■ **EXERCISE PROMPT**: Reproduce word for word the lines of the listing below, from the line with "Check that each instance of the stone platform" to the line with "<point>340,187</point>", including both of those lines. Leave the pictures out of your copy.
═══ EXCERPTED DATA ═══
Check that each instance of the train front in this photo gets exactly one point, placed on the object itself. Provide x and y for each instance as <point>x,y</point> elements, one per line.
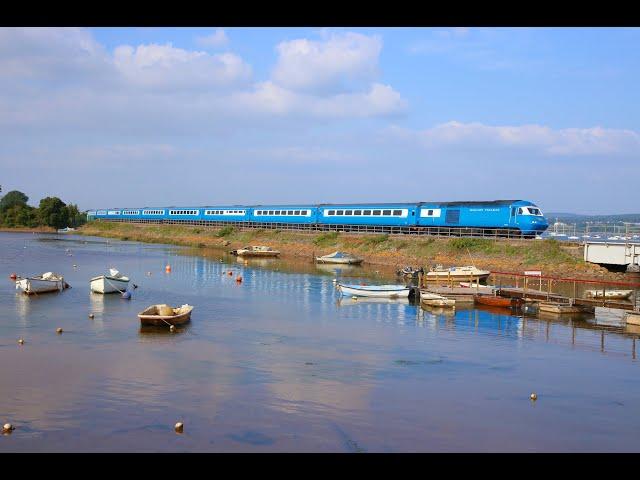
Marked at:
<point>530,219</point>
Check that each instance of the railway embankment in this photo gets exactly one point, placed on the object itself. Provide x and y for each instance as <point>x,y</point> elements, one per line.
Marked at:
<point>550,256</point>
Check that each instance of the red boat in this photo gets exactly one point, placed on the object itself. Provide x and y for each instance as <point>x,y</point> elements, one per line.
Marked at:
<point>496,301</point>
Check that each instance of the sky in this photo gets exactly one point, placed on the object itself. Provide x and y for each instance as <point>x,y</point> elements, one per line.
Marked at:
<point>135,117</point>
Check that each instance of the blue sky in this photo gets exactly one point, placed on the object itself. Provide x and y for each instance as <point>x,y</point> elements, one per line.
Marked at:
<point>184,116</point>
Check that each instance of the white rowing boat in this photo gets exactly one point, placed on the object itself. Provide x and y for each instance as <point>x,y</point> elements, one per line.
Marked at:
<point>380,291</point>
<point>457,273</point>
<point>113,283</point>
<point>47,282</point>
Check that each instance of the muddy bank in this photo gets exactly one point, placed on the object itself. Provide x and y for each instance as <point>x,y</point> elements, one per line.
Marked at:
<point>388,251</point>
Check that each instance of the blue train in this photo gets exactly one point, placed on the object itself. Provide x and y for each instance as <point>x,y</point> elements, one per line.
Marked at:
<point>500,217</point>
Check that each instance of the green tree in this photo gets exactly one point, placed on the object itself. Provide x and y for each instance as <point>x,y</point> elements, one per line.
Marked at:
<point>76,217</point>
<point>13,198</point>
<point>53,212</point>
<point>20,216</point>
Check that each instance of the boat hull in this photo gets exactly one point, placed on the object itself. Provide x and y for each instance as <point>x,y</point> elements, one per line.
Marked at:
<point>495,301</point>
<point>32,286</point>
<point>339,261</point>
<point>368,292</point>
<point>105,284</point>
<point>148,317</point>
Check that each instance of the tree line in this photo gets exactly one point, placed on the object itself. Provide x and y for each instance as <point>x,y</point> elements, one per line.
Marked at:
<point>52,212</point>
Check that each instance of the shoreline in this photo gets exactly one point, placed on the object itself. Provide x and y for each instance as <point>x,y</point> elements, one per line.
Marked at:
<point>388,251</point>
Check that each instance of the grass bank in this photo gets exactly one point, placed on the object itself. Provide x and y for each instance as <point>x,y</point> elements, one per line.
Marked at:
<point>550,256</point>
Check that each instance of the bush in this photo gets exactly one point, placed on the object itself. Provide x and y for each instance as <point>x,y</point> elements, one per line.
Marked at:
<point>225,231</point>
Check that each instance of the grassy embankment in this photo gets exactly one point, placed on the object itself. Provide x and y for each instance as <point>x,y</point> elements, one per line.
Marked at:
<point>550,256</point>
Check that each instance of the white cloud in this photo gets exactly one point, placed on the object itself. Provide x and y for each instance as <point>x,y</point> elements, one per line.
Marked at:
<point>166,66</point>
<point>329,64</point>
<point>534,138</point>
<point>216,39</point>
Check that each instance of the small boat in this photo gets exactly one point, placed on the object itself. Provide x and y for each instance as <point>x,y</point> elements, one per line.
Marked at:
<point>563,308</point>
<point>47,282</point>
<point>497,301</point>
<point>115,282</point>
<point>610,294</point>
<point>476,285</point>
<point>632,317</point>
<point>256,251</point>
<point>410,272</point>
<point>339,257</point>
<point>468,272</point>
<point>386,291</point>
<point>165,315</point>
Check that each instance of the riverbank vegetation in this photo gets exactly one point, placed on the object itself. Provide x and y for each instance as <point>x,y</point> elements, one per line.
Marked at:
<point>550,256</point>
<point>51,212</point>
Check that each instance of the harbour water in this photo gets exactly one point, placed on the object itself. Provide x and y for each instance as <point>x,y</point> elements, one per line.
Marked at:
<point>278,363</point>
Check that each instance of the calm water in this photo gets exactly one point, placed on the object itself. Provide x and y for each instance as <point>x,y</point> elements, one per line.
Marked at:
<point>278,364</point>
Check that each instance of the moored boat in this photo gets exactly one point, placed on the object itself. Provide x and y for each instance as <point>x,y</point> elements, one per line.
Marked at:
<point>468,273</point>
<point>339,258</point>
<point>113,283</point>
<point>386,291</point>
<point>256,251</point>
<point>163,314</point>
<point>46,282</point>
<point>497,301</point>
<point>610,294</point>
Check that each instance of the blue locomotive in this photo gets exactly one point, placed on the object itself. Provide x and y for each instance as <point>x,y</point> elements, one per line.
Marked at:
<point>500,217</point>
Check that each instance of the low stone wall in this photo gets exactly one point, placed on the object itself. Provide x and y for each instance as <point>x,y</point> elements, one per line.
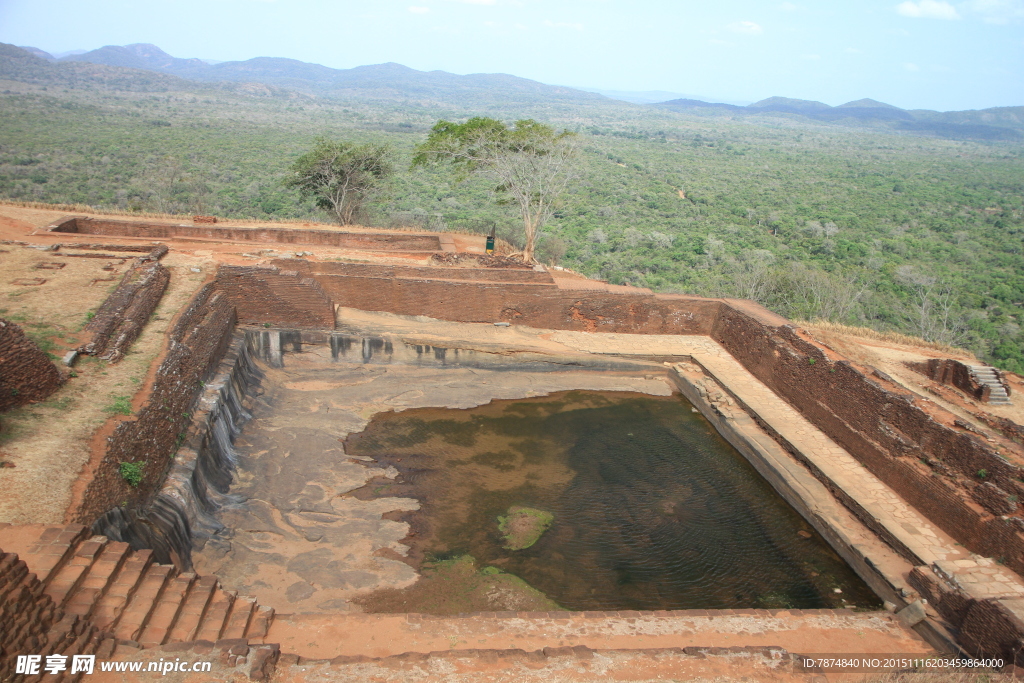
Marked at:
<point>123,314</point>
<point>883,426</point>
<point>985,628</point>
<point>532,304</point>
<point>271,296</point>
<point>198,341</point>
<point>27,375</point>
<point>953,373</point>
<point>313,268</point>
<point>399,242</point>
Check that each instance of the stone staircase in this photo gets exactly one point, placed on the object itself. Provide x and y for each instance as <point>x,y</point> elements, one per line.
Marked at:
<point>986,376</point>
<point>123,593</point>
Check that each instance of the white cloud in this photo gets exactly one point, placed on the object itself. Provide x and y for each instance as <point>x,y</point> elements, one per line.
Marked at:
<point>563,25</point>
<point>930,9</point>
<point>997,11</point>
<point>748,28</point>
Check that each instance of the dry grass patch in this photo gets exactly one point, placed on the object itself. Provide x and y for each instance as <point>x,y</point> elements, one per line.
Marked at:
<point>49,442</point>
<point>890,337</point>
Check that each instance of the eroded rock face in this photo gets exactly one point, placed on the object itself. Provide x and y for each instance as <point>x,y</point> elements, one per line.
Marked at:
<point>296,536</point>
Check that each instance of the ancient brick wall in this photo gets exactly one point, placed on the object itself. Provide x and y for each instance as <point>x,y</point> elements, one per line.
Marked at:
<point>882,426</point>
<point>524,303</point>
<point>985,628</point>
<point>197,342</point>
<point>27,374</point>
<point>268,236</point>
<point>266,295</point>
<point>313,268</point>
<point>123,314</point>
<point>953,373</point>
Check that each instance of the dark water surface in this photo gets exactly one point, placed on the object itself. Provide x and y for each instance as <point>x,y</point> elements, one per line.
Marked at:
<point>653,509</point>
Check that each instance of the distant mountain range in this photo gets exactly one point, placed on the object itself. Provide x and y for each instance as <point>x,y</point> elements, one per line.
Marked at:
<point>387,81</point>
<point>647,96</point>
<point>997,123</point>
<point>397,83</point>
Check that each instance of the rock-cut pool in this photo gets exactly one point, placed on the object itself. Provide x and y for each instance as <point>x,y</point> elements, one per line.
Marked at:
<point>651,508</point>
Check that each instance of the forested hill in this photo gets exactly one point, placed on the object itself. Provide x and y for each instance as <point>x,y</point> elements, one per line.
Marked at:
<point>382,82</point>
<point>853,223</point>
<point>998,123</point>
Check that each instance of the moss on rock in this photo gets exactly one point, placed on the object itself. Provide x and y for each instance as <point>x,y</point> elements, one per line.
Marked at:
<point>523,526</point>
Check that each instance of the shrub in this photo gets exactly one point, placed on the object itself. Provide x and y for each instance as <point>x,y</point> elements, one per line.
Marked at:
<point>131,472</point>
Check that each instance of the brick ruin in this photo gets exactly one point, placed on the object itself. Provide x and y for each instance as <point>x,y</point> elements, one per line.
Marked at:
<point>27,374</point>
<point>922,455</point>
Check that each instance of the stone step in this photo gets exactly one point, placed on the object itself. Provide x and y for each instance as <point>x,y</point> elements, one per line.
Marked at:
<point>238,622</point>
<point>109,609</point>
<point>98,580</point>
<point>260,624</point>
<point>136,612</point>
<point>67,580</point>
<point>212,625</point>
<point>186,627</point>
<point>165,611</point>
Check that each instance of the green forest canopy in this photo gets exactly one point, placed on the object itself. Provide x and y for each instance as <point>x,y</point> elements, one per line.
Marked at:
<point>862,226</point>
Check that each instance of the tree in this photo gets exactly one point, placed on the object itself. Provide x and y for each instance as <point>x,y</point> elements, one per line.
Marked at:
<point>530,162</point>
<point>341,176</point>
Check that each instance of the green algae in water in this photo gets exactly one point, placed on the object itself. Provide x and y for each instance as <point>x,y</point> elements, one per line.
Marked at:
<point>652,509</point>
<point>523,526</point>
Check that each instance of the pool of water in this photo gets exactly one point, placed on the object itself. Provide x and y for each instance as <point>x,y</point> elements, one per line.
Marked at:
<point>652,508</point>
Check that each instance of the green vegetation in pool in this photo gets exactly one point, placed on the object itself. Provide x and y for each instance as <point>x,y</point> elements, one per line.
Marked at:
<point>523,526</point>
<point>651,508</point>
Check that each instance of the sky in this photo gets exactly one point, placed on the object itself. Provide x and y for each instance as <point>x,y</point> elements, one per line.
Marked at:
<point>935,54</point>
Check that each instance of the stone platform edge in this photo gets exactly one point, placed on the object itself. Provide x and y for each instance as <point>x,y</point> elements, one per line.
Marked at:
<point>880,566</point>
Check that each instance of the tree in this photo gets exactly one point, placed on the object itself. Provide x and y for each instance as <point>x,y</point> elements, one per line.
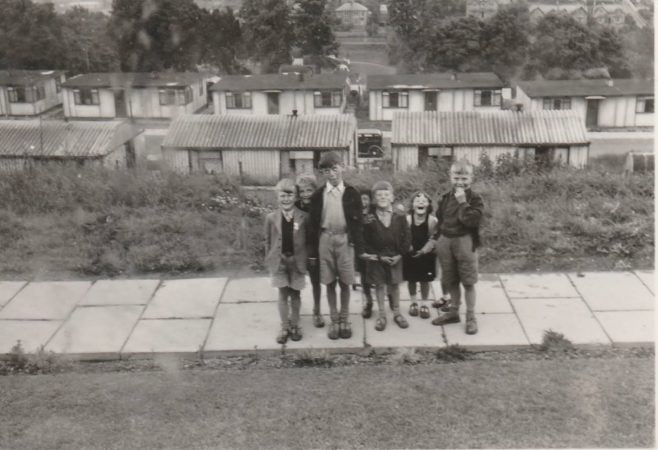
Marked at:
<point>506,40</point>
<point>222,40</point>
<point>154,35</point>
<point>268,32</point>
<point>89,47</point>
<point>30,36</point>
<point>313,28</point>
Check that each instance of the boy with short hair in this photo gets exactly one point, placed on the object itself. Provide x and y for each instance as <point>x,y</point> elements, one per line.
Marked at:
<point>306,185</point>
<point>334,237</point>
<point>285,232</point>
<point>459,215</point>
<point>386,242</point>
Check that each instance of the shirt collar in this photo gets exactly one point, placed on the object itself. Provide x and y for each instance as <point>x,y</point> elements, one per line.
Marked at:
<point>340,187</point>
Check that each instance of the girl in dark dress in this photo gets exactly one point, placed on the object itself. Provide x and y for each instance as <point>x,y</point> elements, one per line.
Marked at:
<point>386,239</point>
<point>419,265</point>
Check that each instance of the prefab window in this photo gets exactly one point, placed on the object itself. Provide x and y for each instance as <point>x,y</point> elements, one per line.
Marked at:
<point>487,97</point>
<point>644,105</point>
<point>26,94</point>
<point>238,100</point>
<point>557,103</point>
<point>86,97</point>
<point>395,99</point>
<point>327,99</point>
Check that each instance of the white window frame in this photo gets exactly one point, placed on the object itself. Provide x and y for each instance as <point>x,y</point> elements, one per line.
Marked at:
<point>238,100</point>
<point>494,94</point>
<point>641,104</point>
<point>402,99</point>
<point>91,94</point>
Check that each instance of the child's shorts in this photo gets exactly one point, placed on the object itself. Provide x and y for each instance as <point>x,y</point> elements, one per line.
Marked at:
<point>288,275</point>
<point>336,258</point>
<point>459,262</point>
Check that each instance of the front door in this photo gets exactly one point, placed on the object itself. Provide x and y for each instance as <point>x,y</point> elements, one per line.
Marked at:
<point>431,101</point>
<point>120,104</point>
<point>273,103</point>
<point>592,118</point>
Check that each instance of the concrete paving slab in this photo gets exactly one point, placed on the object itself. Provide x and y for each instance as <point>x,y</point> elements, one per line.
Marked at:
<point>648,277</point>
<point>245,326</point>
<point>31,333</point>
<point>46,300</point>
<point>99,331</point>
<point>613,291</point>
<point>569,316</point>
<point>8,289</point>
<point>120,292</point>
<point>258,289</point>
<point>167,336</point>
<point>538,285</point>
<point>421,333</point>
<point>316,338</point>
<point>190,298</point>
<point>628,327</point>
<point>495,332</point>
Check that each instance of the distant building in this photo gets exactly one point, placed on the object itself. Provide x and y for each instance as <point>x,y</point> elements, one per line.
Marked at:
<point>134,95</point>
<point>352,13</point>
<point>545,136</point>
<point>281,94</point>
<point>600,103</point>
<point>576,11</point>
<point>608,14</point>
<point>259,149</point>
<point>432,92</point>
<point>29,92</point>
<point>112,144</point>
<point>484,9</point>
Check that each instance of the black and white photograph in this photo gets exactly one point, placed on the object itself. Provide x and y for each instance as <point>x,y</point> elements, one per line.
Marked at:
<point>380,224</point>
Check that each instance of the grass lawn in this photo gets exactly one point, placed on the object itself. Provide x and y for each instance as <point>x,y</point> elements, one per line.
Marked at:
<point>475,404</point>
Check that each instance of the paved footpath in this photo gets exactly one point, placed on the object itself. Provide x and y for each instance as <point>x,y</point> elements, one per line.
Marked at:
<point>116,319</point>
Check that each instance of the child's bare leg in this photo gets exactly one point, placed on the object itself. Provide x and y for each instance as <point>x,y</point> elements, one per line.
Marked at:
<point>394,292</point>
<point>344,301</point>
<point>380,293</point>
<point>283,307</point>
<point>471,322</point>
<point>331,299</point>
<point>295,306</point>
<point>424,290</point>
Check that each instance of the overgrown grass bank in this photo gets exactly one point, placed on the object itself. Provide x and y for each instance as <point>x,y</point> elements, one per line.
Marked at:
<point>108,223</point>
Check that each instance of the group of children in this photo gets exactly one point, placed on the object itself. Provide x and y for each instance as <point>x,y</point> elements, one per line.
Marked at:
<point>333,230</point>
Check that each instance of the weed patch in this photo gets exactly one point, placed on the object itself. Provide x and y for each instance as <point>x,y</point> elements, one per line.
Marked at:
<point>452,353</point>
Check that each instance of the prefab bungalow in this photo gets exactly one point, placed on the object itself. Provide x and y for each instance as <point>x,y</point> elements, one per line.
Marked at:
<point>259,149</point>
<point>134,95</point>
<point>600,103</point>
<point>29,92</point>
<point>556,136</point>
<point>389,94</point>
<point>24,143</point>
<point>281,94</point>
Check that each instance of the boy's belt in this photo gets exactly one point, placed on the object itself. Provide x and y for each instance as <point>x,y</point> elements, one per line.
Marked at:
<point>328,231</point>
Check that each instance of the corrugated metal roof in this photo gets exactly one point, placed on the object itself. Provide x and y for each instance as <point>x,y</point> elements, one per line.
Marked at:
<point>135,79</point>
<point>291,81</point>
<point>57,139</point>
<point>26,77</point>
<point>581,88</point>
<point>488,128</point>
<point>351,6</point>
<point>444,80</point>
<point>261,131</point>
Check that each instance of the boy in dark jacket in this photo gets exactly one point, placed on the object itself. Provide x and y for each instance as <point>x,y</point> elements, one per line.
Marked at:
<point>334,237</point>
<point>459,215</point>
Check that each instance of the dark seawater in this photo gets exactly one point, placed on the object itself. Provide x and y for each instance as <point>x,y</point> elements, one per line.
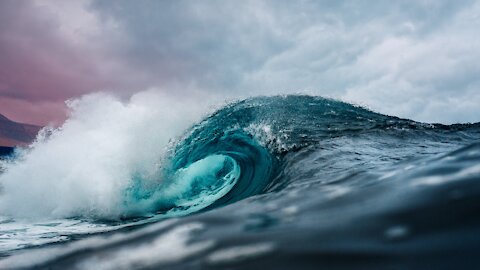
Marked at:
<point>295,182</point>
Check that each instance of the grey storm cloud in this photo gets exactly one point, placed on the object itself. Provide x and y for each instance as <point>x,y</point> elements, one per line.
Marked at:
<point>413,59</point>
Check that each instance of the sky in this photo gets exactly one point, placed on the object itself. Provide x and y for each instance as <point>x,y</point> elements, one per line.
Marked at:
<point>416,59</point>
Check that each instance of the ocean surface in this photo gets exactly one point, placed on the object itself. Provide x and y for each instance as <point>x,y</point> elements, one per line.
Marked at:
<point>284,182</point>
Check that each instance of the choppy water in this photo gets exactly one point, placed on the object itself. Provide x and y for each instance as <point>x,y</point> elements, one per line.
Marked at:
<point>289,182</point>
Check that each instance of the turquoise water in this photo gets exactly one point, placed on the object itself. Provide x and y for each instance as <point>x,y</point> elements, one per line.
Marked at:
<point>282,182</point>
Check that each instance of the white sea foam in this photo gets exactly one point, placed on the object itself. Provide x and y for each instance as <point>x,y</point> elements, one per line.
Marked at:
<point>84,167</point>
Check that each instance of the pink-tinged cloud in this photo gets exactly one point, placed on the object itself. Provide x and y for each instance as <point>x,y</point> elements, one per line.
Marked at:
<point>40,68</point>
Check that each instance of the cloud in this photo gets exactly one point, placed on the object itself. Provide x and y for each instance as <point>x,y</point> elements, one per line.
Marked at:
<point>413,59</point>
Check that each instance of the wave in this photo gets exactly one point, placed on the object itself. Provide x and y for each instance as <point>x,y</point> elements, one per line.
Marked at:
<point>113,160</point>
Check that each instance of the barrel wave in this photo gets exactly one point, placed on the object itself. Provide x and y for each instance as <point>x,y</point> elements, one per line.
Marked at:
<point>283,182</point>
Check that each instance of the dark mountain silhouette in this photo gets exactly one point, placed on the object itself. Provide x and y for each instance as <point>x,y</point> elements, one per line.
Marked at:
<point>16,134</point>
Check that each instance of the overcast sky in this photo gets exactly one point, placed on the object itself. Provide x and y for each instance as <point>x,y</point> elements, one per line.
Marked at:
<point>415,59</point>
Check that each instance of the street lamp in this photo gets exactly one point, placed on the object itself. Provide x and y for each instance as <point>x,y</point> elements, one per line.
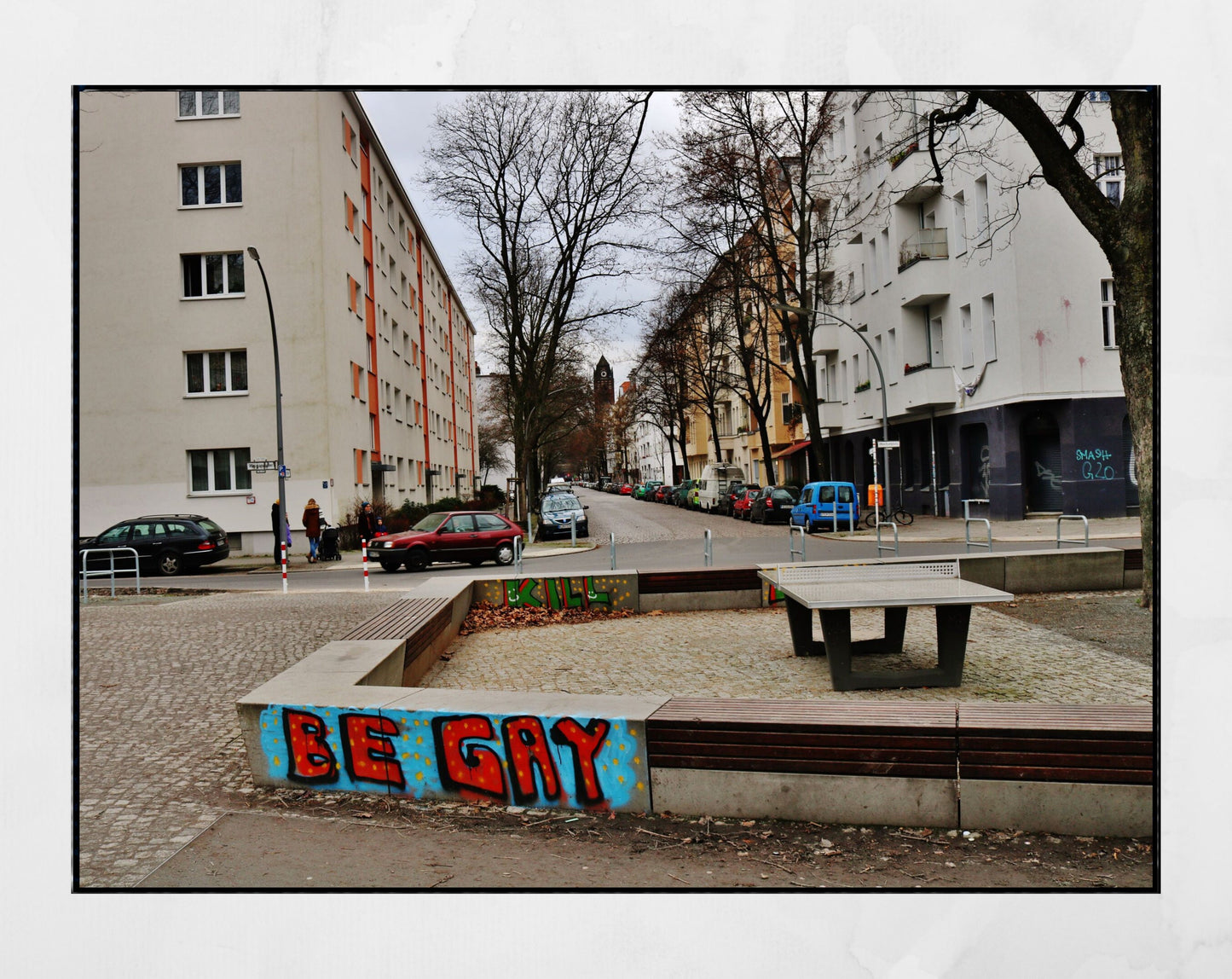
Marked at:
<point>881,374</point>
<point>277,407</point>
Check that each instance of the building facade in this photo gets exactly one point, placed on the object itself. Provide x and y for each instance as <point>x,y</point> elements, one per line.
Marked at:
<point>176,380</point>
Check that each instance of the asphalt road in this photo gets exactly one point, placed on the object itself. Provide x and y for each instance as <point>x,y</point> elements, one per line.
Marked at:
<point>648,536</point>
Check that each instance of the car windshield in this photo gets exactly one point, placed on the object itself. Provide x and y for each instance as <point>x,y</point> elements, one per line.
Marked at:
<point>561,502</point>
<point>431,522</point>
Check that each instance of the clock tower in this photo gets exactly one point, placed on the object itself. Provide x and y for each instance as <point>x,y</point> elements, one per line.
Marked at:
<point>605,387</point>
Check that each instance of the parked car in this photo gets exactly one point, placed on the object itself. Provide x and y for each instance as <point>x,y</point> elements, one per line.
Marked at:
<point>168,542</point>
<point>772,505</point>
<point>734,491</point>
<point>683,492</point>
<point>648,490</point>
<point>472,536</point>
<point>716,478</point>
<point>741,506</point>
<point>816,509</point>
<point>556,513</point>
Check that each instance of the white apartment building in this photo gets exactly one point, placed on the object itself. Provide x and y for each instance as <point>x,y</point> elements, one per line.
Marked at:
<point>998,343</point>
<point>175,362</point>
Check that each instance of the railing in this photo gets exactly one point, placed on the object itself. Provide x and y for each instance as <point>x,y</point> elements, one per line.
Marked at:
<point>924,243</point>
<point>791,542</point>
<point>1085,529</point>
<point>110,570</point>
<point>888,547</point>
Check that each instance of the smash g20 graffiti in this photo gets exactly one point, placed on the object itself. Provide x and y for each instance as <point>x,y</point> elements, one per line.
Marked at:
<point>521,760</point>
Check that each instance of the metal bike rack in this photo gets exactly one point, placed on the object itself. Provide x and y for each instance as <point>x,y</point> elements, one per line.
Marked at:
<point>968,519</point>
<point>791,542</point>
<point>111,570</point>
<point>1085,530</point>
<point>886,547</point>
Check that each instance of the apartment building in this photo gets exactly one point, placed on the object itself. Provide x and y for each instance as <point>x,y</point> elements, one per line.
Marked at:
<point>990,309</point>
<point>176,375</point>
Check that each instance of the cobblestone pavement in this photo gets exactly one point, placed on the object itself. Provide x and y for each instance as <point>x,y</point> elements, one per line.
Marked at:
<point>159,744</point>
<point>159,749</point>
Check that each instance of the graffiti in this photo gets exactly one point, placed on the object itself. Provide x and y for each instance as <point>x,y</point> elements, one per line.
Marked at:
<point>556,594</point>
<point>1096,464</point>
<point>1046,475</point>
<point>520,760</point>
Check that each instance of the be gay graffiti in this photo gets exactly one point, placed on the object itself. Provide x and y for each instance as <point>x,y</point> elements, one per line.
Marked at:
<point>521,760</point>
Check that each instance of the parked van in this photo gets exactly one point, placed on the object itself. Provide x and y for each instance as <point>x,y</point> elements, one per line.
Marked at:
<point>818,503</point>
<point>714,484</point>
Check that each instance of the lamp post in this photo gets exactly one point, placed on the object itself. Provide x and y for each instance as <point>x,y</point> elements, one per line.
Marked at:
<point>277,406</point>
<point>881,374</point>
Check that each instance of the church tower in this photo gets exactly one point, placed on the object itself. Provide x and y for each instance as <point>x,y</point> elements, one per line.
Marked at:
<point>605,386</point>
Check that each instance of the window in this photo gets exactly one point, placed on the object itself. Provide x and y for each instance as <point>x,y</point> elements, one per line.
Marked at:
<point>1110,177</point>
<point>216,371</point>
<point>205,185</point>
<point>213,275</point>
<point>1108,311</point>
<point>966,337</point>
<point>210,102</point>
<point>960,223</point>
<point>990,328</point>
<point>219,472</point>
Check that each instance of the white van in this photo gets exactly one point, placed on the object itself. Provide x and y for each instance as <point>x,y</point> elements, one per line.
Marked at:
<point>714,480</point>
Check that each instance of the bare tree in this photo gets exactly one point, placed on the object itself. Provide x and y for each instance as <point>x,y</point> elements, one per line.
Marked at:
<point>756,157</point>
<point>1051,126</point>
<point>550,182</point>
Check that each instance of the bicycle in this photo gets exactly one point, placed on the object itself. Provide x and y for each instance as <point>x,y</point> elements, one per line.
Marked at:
═══
■ **ANSWER BELOW**:
Check that each instance of the stone platform edge in this photo gets exactly one point, placed on the object itself. Provide x and y for each instance as <point>x,y</point> elements, one per line.
Marked at:
<point>880,566</point>
Check that each instance of the tree in this photo gets exactly one point, placed on the object itself. Provide x and y for each instance as <point>x,y</point> elements, one per line.
Marked at:
<point>506,40</point>
<point>222,40</point>
<point>154,35</point>
<point>268,32</point>
<point>89,47</point>
<point>30,36</point>
<point>313,28</point>
Check that each instance of the boy with short hair in this photo gets exactly one point, placed on the object itself. Provide x and y for each instance as <point>x,y</point> elements, one per line.
Marked at:
<point>306,185</point>
<point>334,237</point>
<point>285,232</point>
<point>459,215</point>
<point>386,242</point>
Check that each instance of the shirt collar in this photo gets exactly one point, placed on the object itself. Provide x and y for each instance as <point>x,y</point> elements, one per line.
Marked at:
<point>340,187</point>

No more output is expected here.